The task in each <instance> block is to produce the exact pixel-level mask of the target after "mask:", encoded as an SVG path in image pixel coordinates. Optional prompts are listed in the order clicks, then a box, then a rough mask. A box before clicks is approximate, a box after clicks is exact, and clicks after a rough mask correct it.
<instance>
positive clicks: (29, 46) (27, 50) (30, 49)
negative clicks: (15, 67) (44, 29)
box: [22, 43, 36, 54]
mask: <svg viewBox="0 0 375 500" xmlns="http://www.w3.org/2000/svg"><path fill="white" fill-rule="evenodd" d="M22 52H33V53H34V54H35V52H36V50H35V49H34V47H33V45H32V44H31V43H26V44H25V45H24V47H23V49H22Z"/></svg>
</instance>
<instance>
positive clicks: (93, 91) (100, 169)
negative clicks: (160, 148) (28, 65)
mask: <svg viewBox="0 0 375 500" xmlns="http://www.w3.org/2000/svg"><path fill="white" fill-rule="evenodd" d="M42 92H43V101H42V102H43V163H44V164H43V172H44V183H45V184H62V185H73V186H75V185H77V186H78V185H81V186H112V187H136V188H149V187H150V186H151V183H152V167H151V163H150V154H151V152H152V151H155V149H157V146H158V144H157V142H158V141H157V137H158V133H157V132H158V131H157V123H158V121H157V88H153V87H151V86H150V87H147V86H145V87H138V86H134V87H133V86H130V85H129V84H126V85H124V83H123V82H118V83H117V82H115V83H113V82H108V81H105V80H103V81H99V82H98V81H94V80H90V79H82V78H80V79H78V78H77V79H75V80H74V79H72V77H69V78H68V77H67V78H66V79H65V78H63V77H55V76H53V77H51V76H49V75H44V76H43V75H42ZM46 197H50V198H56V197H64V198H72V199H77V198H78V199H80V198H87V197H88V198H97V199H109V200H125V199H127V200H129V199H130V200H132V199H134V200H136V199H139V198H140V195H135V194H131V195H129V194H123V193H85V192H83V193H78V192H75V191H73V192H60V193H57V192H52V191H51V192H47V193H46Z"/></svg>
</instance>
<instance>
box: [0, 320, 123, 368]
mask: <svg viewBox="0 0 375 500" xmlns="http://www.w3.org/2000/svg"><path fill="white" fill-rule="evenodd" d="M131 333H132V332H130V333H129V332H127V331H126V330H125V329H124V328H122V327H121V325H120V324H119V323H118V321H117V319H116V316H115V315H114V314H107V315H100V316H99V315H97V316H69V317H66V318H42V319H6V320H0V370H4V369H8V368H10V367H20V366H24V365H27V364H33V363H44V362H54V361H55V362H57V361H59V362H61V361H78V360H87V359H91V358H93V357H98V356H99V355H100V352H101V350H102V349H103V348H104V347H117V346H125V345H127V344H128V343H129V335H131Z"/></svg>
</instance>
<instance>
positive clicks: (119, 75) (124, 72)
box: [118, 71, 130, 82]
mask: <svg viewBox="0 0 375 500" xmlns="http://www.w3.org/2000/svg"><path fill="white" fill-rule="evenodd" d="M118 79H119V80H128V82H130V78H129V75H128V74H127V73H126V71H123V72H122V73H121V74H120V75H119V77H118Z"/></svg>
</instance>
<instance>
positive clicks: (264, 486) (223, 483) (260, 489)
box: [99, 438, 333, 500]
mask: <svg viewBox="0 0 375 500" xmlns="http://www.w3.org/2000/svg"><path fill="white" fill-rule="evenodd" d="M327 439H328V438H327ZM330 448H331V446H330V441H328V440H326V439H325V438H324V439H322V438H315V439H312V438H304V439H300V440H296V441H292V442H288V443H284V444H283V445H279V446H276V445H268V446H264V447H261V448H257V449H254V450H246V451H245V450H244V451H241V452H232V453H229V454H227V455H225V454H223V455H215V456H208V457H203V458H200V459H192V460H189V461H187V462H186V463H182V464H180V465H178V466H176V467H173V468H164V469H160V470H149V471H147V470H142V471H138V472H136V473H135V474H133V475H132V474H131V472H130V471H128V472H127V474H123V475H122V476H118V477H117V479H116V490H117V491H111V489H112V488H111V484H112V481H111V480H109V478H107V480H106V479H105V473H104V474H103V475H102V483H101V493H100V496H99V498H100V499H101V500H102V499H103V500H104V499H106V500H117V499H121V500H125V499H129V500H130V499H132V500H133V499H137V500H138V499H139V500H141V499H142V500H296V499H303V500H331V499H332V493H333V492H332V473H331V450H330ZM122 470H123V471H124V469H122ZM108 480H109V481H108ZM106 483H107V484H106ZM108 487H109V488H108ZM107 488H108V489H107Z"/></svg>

※ ※ ※

_What to work on_
Rewrite all of the material above, changing every occurrence of "positive clicks" to "foreground clicks" and leaving everything else untouched.

_Solution to this task_
The task in each <instance> block is to produce the exact pixel-level mask of the target after "mask:", encoded as an SVG path in image pixel coordinates. Optional prompts are listed in the order clicks, then a box, then a rough mask. A box before clicks is approximate, a box after clicks is exact, and clicks after a rough mask correct it.
<instance>
foreground clicks: (29, 46) (27, 50) (30, 49)
negative clicks: (15, 67) (44, 29)
box: [22, 43, 36, 54]
mask: <svg viewBox="0 0 375 500" xmlns="http://www.w3.org/2000/svg"><path fill="white" fill-rule="evenodd" d="M22 52H33V53H34V54H35V52H36V50H35V49H34V47H33V45H32V44H31V43H26V44H25V45H24V47H23V49H22Z"/></svg>
</instance>
<instance>
foreground clicks: (93, 91) (100, 169)
negative clicks: (160, 148) (28, 65)
mask: <svg viewBox="0 0 375 500" xmlns="http://www.w3.org/2000/svg"><path fill="white" fill-rule="evenodd" d="M42 92H43V101H42V102H43V163H44V164H43V172H44V183H45V184H62V185H73V186H75V185H77V186H78V185H81V186H112V187H136V188H149V187H150V186H151V183H152V167H151V163H150V154H151V152H152V151H155V149H157V146H158V144H157V142H158V141H157V137H158V133H157V132H158V131H157V123H158V121H157V88H153V87H151V86H150V87H147V86H145V87H138V86H134V87H133V86H130V85H129V84H126V85H124V83H123V82H118V83H117V82H115V83H113V82H108V81H105V80H103V81H99V82H98V81H94V80H90V79H82V78H80V79H78V78H77V79H75V80H74V79H72V77H69V78H68V77H67V78H66V79H65V78H63V77H55V76H53V77H51V76H49V75H44V76H43V75H42ZM46 197H50V198H56V197H64V198H72V199H77V198H78V199H80V198H87V197H88V198H97V199H109V200H125V199H127V200H129V199H130V200H132V199H134V200H136V199H139V198H140V195H135V194H131V195H129V194H123V193H85V192H83V193H78V192H75V191H73V192H60V193H57V192H52V191H51V192H47V193H46Z"/></svg>
</instance>
<instance>
box: [0, 320, 123, 368]
mask: <svg viewBox="0 0 375 500" xmlns="http://www.w3.org/2000/svg"><path fill="white" fill-rule="evenodd" d="M131 333H132V332H130V333H129V332H127V331H126V330H125V329H124V328H122V327H121V325H120V324H119V323H118V321H117V319H116V316H115V315H114V314H107V315H100V316H99V315H97V316H69V317H66V318H42V319H6V320H0V370H4V369H8V368H10V367H20V366H24V365H27V364H33V363H44V362H54V361H55V362H57V361H59V362H61V361H78V360H87V359H91V358H93V357H98V356H99V355H100V352H101V350H102V349H103V348H104V347H117V346H125V345H127V344H128V343H129V335H131Z"/></svg>
</instance>
<instance>
foreground clicks: (119, 75) (124, 72)
box: [118, 71, 130, 82]
mask: <svg viewBox="0 0 375 500" xmlns="http://www.w3.org/2000/svg"><path fill="white" fill-rule="evenodd" d="M118 79H119V80H128V82H130V78H129V75H128V74H127V73H126V71H123V72H122V73H121V74H120V75H119V77H118Z"/></svg>
</instance>
<instance>
foreground clicks: (264, 486) (223, 483) (260, 489)
box: [99, 438, 333, 500]
mask: <svg viewBox="0 0 375 500" xmlns="http://www.w3.org/2000/svg"><path fill="white" fill-rule="evenodd" d="M327 439H328V438H327ZM330 448H331V446H330V441H328V440H326V439H325V438H324V439H322V438H315V439H312V438H304V439H300V440H296V441H292V442H288V443H284V444H283V445H279V446H276V445H268V446H264V447H261V448H257V449H254V450H246V451H245V450H244V451H241V452H232V453H229V454H227V455H225V454H223V455H215V456H208V457H203V458H200V459H192V460H189V461H187V462H186V463H182V464H180V465H178V466H176V467H173V468H164V469H160V470H149V471H147V470H142V471H138V472H136V473H135V474H133V475H132V474H131V472H130V471H128V472H127V474H123V475H122V476H118V477H117V479H116V490H117V491H111V489H112V488H111V484H112V481H111V480H109V478H107V480H106V479H105V473H104V474H103V475H102V483H101V493H100V496H99V498H100V499H101V500H102V499H103V500H104V499H106V500H117V499H121V500H125V499H129V500H130V499H132V500H133V499H137V500H138V499H139V500H141V499H142V500H296V499H303V500H331V499H332V493H333V492H332V473H331V450H330ZM122 470H123V471H124V469H122ZM108 480H109V481H108ZM106 483H107V484H106ZM108 487H109V488H108ZM107 488H108V489H107Z"/></svg>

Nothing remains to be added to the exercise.